* _EXERCISE DIRECTIONS_: Can you write out the material below again, swapping "Pick out" for "Mark" everywhere it appears and leaving everything else as it is?

[Entries from a point annotation set]
-- Start --

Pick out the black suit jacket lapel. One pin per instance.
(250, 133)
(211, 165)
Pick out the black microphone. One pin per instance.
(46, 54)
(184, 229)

-- End --

* _WRITTEN ANSWER_:
Mark the black suit jacket lapel. One pin per instance.
(250, 133)
(211, 165)
Mark the black microphone. One pin per instance.
(46, 54)
(184, 229)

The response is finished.